# Work to complete
Reproduce the material word for word, from the line containing "of the barefoot" through the end of the material.

++++++++++

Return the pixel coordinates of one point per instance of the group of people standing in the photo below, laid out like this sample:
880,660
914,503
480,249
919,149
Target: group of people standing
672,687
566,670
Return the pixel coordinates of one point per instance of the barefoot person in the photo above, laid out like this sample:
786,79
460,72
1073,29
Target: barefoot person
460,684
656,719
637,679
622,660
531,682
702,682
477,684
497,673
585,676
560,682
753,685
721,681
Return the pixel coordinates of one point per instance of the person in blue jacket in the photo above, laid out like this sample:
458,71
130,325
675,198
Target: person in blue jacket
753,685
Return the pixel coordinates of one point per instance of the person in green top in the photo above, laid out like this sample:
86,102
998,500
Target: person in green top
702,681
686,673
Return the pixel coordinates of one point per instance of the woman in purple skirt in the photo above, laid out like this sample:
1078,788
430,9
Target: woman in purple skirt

++++++++++

# Result of this task
Return the pixel coordinates of one point per instance of the barefoot person in the photo above, laid out like this sample:
786,79
460,72
1073,29
Target: barefoot person
460,684
656,719
637,679
622,660
531,682
702,682
477,684
497,673
585,676
560,682
753,685
721,681
Return the pixel coordinates of one point per instance of the person in blue jacket in the photo above, laid out like this sample:
458,71
130,325
675,198
Target: person in blue jacket
753,685
Return the pixel coordinates of one point per instance of the person in green top in the photo above, laid out like this sample:
86,102
998,500
Target: person in green top
702,681
686,673
Return the pixel coordinates of one point per instance of the woman in purple skirt in the photo above, laid out like this sample:
1078,788
430,9
Target: woman in purple skirt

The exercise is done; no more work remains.